[YOUR TASK]:
Reproduce the listing below verbatim, keeping every line and its order unchanged.

## Start MATERIAL PROVIDED

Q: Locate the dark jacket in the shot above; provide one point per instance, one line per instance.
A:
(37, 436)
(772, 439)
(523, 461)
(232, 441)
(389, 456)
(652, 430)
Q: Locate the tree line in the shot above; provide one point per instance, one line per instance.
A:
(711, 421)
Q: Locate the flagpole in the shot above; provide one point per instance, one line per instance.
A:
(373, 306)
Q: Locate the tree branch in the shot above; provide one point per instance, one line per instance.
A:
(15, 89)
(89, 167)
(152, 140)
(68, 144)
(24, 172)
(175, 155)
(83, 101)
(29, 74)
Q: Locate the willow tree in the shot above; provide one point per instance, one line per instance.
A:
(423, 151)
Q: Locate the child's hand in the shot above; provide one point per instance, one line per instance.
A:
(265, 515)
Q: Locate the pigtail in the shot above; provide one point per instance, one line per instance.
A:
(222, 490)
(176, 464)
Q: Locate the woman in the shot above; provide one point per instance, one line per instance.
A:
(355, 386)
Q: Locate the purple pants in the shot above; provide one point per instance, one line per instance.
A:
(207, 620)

## End MATERIAL PROVIDED

[TASK RESPONSE]:
Q: Locate the dark jacket in the shot above; provide one point per instance, one line per instance.
A:
(37, 436)
(772, 439)
(523, 461)
(232, 441)
(389, 456)
(652, 430)
Q: Locate the tree line in the shot above; provide one point per instance, one line per instance.
A:
(711, 421)
Q: Locate the flagpole in the shot above; provide one point per instance, one line per instance.
A:
(373, 306)
Q: Locate the tree branch in the shot above; provide one point per instance, one line per instance.
A:
(15, 89)
(89, 167)
(152, 140)
(68, 144)
(24, 172)
(175, 155)
(83, 101)
(29, 74)
Q: Locate the willow tree in the shot above; provide one point per instance, one line per instance.
A:
(423, 151)
Q: Locate the child's hand in the shot above; provide one point per instance, one line per instance.
A:
(265, 515)
Q: Locate the pigtail in the shot above; provide one point per instance, one line per instance.
A:
(222, 490)
(176, 464)
Q: Locate the woman in the shot above; provide one point per instance, one line per instance.
A:
(355, 386)
Q: Locate the purple pants in the shot above; provide one point per instance, one line per instance.
A:
(207, 620)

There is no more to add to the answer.